Labeled-object pointing entries
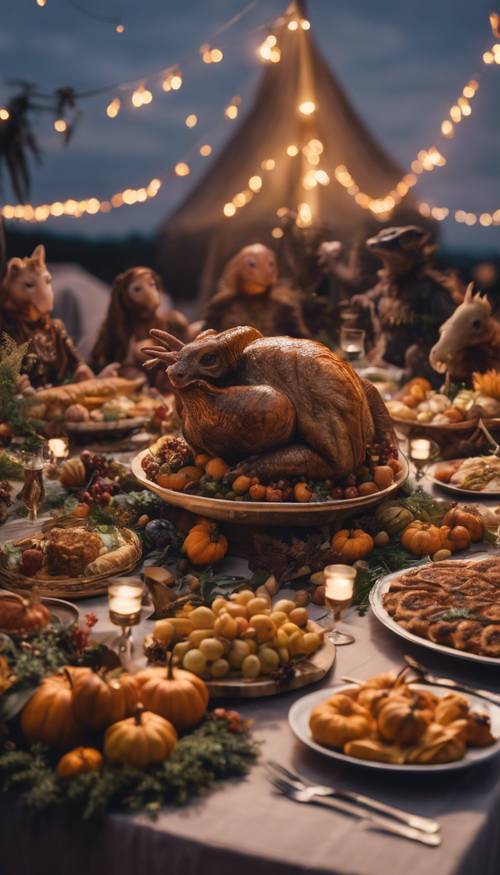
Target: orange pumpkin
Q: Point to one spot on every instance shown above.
(175, 694)
(22, 616)
(49, 716)
(302, 492)
(204, 545)
(140, 740)
(241, 484)
(352, 544)
(257, 492)
(102, 698)
(456, 538)
(174, 480)
(460, 516)
(421, 539)
(78, 762)
(216, 468)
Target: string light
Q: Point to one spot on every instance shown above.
(210, 55)
(141, 96)
(113, 108)
(173, 81)
(307, 107)
(269, 50)
(486, 220)
(231, 111)
(182, 169)
(76, 208)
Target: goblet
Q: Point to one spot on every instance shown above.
(339, 591)
(352, 344)
(124, 600)
(33, 491)
(421, 452)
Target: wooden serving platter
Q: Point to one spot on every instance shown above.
(307, 672)
(71, 587)
(270, 513)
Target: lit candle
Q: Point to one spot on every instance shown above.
(124, 599)
(59, 448)
(420, 449)
(339, 582)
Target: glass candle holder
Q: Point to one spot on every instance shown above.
(58, 449)
(339, 593)
(352, 344)
(33, 492)
(125, 603)
(421, 452)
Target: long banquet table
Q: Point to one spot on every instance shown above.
(243, 825)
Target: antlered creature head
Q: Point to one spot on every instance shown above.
(27, 286)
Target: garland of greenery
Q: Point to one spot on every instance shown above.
(221, 747)
(210, 753)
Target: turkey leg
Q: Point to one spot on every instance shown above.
(295, 460)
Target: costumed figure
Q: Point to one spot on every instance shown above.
(410, 300)
(274, 406)
(26, 302)
(133, 310)
(251, 294)
(469, 341)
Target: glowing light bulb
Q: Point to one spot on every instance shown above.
(255, 183)
(304, 215)
(113, 108)
(307, 107)
(182, 169)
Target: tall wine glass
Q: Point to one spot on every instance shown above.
(339, 593)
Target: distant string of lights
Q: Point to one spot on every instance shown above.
(269, 51)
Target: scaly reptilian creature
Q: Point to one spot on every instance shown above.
(274, 406)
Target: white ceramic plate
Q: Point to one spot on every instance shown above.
(452, 487)
(381, 614)
(298, 718)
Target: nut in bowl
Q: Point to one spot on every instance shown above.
(391, 723)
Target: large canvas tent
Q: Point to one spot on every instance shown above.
(198, 238)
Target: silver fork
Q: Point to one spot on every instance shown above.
(424, 824)
(367, 819)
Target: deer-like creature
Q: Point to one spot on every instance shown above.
(468, 341)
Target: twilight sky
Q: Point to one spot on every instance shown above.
(403, 65)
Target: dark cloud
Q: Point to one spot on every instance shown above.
(403, 65)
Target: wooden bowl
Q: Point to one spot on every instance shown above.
(272, 513)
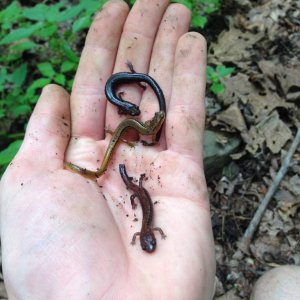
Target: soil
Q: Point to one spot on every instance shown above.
(261, 39)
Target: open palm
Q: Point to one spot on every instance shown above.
(65, 236)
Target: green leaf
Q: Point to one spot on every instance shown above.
(3, 75)
(20, 33)
(46, 69)
(186, 3)
(199, 21)
(10, 57)
(60, 79)
(19, 75)
(81, 23)
(36, 13)
(23, 46)
(70, 13)
(224, 71)
(70, 84)
(8, 154)
(217, 88)
(67, 66)
(10, 15)
(2, 113)
(91, 6)
(53, 12)
(37, 84)
(47, 31)
(71, 55)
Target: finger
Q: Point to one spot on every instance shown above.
(174, 24)
(135, 46)
(88, 100)
(186, 114)
(48, 130)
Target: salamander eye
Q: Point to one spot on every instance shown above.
(135, 111)
(148, 242)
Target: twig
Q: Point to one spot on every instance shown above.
(244, 243)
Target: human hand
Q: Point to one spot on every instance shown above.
(64, 236)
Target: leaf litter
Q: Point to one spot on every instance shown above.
(260, 104)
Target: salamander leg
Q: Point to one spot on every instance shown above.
(134, 238)
(133, 204)
(142, 177)
(163, 236)
(132, 70)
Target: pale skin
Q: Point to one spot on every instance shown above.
(68, 237)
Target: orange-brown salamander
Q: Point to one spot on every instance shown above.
(150, 127)
(147, 237)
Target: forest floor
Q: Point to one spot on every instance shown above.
(260, 108)
(261, 39)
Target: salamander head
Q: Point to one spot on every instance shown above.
(134, 110)
(148, 241)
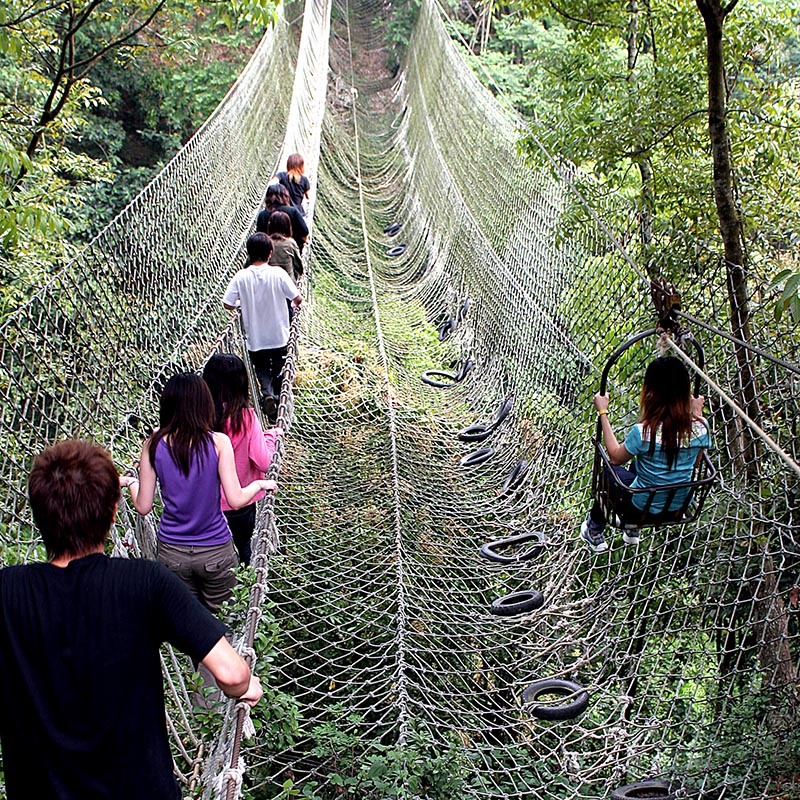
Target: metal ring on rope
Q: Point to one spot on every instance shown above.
(574, 708)
(515, 475)
(478, 457)
(489, 549)
(517, 603)
(655, 789)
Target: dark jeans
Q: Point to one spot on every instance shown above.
(242, 522)
(622, 502)
(268, 366)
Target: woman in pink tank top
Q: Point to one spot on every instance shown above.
(253, 448)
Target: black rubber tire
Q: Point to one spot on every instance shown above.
(475, 433)
(515, 475)
(446, 329)
(465, 369)
(429, 377)
(476, 457)
(517, 603)
(574, 708)
(488, 549)
(503, 411)
(658, 790)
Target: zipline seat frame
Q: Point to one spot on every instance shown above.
(616, 499)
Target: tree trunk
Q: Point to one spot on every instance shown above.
(770, 618)
(640, 157)
(714, 14)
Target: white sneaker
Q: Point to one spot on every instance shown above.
(592, 534)
(631, 536)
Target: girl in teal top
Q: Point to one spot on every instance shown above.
(665, 444)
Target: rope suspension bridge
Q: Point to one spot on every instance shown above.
(393, 667)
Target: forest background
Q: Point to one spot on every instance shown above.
(98, 94)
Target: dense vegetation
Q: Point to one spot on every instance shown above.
(94, 98)
(624, 90)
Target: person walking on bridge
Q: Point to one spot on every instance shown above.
(81, 690)
(261, 290)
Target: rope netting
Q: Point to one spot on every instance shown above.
(405, 682)
(404, 677)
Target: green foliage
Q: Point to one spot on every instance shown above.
(638, 120)
(756, 742)
(354, 767)
(789, 282)
(399, 25)
(138, 78)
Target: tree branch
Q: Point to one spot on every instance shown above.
(667, 133)
(86, 63)
(588, 22)
(29, 14)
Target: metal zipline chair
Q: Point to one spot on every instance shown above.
(616, 499)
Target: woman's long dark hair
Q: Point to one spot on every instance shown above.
(276, 197)
(186, 416)
(279, 224)
(226, 376)
(666, 403)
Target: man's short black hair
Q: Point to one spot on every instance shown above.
(259, 248)
(74, 492)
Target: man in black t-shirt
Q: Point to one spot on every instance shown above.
(81, 691)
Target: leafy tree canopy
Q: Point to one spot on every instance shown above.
(59, 145)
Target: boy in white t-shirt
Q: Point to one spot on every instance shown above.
(262, 292)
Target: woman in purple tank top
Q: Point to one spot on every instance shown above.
(191, 462)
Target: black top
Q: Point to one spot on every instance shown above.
(297, 189)
(81, 691)
(299, 227)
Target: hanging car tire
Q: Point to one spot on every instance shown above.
(474, 433)
(517, 603)
(465, 369)
(503, 411)
(431, 378)
(476, 457)
(488, 551)
(658, 790)
(446, 329)
(570, 710)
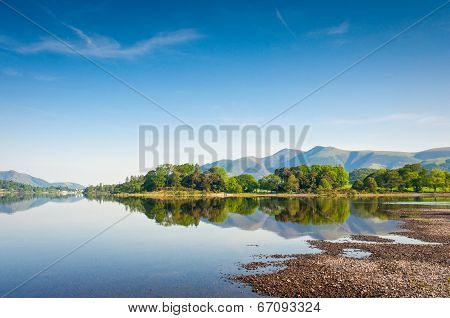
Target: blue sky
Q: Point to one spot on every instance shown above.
(215, 62)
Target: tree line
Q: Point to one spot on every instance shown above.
(11, 186)
(216, 179)
(412, 177)
(300, 179)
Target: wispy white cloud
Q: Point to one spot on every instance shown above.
(94, 45)
(340, 29)
(391, 118)
(11, 72)
(284, 23)
(36, 76)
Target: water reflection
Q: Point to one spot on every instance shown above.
(10, 204)
(320, 218)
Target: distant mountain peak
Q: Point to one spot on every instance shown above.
(321, 155)
(12, 175)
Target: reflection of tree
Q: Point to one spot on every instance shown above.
(189, 212)
(308, 211)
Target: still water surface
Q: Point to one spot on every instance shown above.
(164, 248)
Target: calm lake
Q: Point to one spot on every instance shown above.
(132, 247)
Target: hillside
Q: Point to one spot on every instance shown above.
(36, 182)
(319, 155)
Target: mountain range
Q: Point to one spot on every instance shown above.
(36, 182)
(349, 159)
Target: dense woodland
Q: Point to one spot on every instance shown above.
(300, 179)
(11, 186)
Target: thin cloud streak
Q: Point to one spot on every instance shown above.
(400, 117)
(340, 29)
(102, 46)
(284, 23)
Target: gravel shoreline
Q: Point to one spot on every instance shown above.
(391, 270)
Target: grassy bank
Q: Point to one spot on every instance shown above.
(201, 194)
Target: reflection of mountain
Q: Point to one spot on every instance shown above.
(15, 203)
(321, 218)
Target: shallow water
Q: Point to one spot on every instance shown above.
(182, 248)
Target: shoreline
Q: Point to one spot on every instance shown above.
(187, 194)
(391, 270)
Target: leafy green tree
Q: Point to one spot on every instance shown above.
(292, 184)
(370, 184)
(325, 184)
(247, 182)
(437, 179)
(270, 183)
(393, 179)
(358, 185)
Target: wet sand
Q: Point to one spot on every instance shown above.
(391, 270)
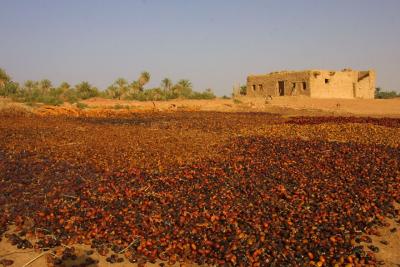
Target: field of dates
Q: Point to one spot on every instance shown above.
(230, 189)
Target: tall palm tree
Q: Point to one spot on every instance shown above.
(144, 78)
(166, 84)
(65, 86)
(45, 85)
(183, 88)
(121, 83)
(4, 78)
(29, 85)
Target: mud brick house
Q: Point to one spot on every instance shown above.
(347, 83)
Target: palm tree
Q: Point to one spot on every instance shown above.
(186, 84)
(45, 85)
(29, 85)
(166, 84)
(64, 86)
(122, 87)
(144, 78)
(85, 90)
(183, 88)
(4, 78)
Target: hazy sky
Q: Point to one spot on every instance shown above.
(213, 43)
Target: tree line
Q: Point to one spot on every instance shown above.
(43, 91)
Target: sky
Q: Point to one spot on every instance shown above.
(213, 43)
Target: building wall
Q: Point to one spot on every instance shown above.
(314, 83)
(294, 84)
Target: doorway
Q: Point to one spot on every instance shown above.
(281, 88)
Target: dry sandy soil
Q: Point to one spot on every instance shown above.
(285, 105)
(201, 143)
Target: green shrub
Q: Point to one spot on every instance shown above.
(119, 106)
(237, 101)
(81, 105)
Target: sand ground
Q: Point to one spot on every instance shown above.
(283, 105)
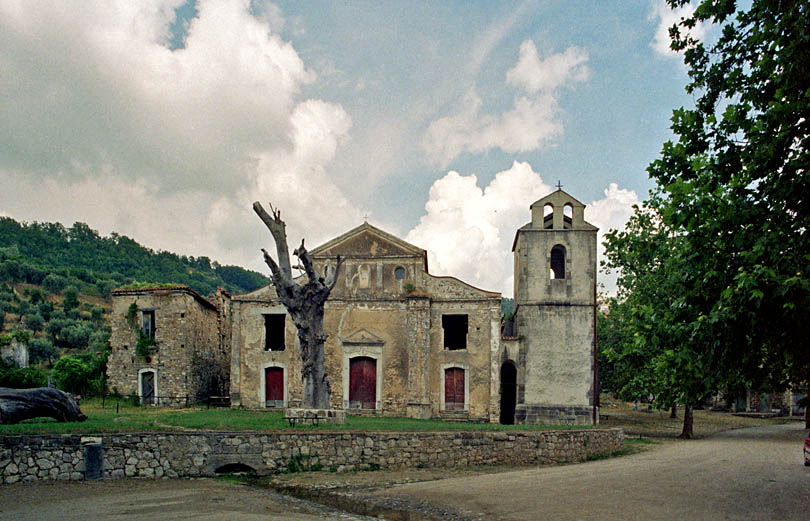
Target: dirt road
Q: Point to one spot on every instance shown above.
(749, 474)
(158, 500)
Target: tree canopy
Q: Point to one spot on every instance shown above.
(716, 265)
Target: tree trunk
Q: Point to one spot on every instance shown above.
(17, 405)
(687, 433)
(807, 417)
(305, 303)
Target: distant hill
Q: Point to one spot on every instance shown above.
(55, 257)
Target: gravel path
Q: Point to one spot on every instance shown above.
(156, 500)
(748, 474)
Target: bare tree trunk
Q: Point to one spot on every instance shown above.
(305, 303)
(17, 405)
(688, 422)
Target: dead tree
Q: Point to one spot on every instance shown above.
(305, 303)
(17, 405)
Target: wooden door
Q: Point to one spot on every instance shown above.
(274, 387)
(454, 389)
(148, 387)
(362, 383)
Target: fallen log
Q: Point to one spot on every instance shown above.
(17, 405)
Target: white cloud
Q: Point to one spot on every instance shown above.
(531, 122)
(610, 213)
(101, 122)
(468, 231)
(668, 17)
(534, 75)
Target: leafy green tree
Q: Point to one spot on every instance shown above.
(34, 322)
(54, 283)
(71, 300)
(41, 350)
(733, 199)
(71, 374)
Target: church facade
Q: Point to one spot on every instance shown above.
(399, 340)
(403, 342)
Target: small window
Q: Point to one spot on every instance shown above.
(148, 324)
(274, 332)
(455, 331)
(558, 262)
(548, 216)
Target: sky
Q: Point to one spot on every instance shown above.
(438, 122)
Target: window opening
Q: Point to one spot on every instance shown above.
(558, 262)
(148, 324)
(548, 216)
(455, 331)
(568, 215)
(274, 332)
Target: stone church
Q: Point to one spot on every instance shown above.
(403, 342)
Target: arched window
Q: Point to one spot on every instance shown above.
(568, 215)
(548, 215)
(558, 262)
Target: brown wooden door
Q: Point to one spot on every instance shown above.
(148, 387)
(454, 389)
(274, 387)
(362, 383)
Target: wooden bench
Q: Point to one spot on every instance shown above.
(302, 419)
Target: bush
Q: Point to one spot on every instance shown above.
(54, 283)
(72, 374)
(41, 350)
(71, 300)
(34, 322)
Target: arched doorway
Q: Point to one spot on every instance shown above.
(508, 393)
(362, 383)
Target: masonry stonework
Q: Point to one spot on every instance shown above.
(190, 360)
(171, 455)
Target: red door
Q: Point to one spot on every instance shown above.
(454, 389)
(274, 387)
(362, 383)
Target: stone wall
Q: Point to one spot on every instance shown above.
(190, 358)
(156, 455)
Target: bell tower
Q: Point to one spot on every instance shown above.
(555, 303)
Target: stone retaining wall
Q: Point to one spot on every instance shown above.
(155, 455)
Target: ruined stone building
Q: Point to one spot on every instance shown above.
(552, 355)
(184, 354)
(400, 341)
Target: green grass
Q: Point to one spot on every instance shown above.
(129, 418)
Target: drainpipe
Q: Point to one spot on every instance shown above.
(595, 364)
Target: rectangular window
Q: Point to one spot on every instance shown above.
(148, 324)
(455, 331)
(274, 332)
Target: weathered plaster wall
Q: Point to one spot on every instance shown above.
(189, 359)
(156, 455)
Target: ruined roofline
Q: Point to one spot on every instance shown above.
(490, 294)
(165, 290)
(318, 252)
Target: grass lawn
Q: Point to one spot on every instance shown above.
(119, 416)
(129, 418)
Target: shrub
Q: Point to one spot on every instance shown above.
(72, 374)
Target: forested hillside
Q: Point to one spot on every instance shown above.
(55, 284)
(55, 257)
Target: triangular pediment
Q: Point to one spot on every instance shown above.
(367, 241)
(362, 337)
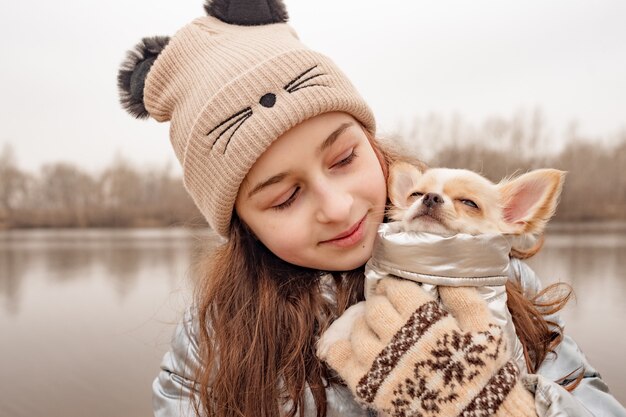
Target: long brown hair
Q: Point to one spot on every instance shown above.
(259, 318)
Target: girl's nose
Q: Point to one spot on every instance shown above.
(334, 204)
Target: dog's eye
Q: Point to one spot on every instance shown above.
(469, 203)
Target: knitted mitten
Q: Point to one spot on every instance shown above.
(407, 356)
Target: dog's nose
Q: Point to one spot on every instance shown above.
(432, 200)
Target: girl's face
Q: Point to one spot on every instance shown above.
(315, 198)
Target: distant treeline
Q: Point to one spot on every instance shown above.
(64, 195)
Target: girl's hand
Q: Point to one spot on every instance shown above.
(402, 354)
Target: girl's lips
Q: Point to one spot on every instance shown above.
(350, 236)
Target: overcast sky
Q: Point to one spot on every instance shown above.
(408, 58)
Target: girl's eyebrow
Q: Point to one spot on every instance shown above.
(271, 180)
(334, 136)
(328, 142)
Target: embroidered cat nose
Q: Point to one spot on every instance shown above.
(432, 199)
(268, 100)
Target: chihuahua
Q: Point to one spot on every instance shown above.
(450, 201)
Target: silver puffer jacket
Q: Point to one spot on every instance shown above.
(461, 260)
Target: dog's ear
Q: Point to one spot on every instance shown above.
(529, 201)
(402, 180)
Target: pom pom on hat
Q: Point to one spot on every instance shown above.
(131, 77)
(231, 83)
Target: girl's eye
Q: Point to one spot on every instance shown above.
(289, 200)
(469, 203)
(347, 160)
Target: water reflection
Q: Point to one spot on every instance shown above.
(87, 315)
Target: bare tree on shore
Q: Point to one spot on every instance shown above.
(64, 195)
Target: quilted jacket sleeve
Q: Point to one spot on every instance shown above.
(591, 397)
(172, 390)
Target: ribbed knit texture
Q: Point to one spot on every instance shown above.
(209, 81)
(407, 356)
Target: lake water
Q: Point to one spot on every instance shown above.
(86, 315)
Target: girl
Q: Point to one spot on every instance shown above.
(279, 153)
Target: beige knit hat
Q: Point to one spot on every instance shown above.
(230, 83)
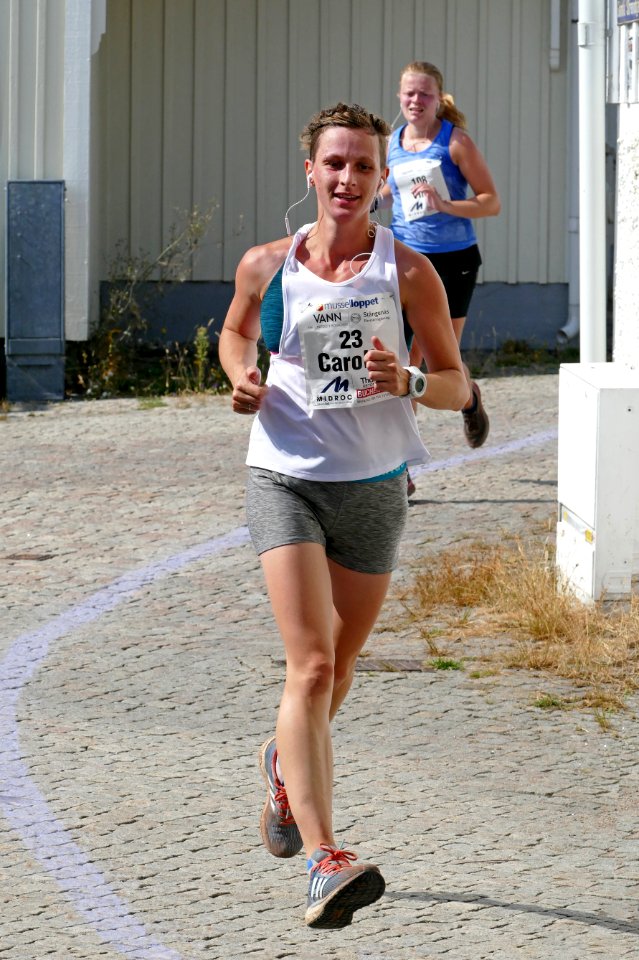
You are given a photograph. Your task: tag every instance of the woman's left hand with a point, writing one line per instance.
(385, 369)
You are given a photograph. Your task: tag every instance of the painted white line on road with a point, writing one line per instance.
(22, 803)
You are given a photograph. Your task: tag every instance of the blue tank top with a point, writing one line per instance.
(439, 232)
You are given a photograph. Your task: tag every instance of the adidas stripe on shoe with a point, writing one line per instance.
(336, 888)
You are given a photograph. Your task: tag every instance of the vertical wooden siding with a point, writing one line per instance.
(202, 101)
(31, 88)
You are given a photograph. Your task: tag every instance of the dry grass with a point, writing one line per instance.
(508, 593)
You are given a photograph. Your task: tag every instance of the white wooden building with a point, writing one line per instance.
(147, 108)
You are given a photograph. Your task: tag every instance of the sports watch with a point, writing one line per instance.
(416, 382)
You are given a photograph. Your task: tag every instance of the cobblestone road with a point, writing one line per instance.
(140, 670)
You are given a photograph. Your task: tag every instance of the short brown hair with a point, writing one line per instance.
(345, 115)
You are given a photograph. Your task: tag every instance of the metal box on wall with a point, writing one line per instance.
(35, 290)
(598, 479)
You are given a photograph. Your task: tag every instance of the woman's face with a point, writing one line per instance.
(346, 170)
(418, 97)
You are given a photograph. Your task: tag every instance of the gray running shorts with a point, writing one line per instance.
(359, 524)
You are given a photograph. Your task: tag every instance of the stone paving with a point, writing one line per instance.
(140, 671)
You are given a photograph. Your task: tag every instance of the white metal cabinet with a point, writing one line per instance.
(598, 477)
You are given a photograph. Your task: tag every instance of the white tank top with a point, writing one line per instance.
(320, 420)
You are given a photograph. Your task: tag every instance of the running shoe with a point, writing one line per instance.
(476, 423)
(336, 888)
(279, 830)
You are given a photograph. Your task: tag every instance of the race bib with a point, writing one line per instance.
(334, 338)
(407, 175)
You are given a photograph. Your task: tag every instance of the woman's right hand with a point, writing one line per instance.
(248, 394)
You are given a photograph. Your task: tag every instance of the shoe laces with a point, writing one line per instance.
(336, 860)
(281, 798)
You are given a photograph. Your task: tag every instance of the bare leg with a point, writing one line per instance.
(321, 643)
(357, 600)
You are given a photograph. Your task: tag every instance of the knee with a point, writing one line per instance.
(312, 678)
(344, 670)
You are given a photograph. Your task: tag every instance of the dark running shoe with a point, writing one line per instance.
(336, 888)
(476, 423)
(279, 830)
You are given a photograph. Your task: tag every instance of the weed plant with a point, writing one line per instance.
(118, 360)
(510, 595)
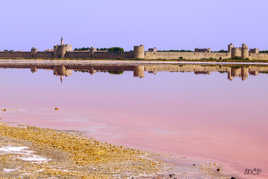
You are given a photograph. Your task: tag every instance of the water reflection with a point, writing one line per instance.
(233, 71)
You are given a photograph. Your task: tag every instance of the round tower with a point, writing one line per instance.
(139, 71)
(33, 52)
(245, 52)
(230, 46)
(235, 53)
(139, 52)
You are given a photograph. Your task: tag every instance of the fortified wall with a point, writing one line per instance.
(65, 51)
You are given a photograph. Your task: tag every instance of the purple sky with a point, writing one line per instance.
(169, 24)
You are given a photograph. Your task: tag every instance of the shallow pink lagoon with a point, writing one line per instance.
(183, 114)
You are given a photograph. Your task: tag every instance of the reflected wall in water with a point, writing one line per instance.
(232, 71)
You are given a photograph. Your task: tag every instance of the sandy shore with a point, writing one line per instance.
(46, 153)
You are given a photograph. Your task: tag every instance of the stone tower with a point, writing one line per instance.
(139, 71)
(34, 52)
(236, 53)
(230, 46)
(244, 51)
(139, 52)
(62, 49)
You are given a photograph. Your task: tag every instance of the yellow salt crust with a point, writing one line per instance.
(83, 151)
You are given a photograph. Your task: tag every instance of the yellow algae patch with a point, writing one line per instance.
(102, 158)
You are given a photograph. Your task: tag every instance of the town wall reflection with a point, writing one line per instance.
(232, 71)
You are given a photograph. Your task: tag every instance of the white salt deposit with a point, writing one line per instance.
(34, 158)
(12, 149)
(25, 154)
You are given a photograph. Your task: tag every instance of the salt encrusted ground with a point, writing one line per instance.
(44, 153)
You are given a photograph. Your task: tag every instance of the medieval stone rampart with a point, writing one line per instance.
(185, 55)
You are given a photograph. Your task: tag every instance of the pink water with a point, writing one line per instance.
(204, 116)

## To do:
Every line from the one containing "of the purple" through the end of the data must be repeated exactly, and no other line.

## Response to this exercise:
You are given a photograph. Your task: tag every instance of the purple sky with a point, writing one line per instance.
(169, 24)
You are given a photograph. Your task: tag every instance of the shallow pink lagoon with a point, writing one line per instance.
(183, 114)
You are given a photograph. Your task: tag every instance of the reflected wall in water with a point, writing one line per instance.
(232, 71)
You are given a photograph. Your task: tag every instance of the sandy shore with a point, writing one line per instance.
(46, 153)
You are given a photograph. Your task: tag every instance of the stone tower with a point, writing one line per instance.
(139, 71)
(34, 52)
(236, 53)
(230, 46)
(244, 51)
(139, 52)
(62, 49)
You are given a photograph. Your task: tag every instance of the yellow salt crust with a point, writing one line per instance.
(83, 151)
You are given a photograph. Your task: tag every instance of the yellow algae patch with a point, writing one line per instance.
(102, 158)
You are given a photograph. Your task: tag every instance of the town wall reflection with a point, writing one line per instance.
(232, 71)
You are given a photograph. Your task: tag every instance of the white salt deposit with a point, writing one line per instance.
(34, 158)
(12, 149)
(25, 154)
You are given a photograph. Your task: tag every instance of the salt encrusted ground with a point, writing one line per instance.
(44, 153)
You are given a photograph. Your task: tag every instance of the medieval stone rampart with a point, writing one line per instance.
(185, 55)
You are given a photograph. Your task: tag every instance of the pink water with a point, writing one line per instance.
(204, 116)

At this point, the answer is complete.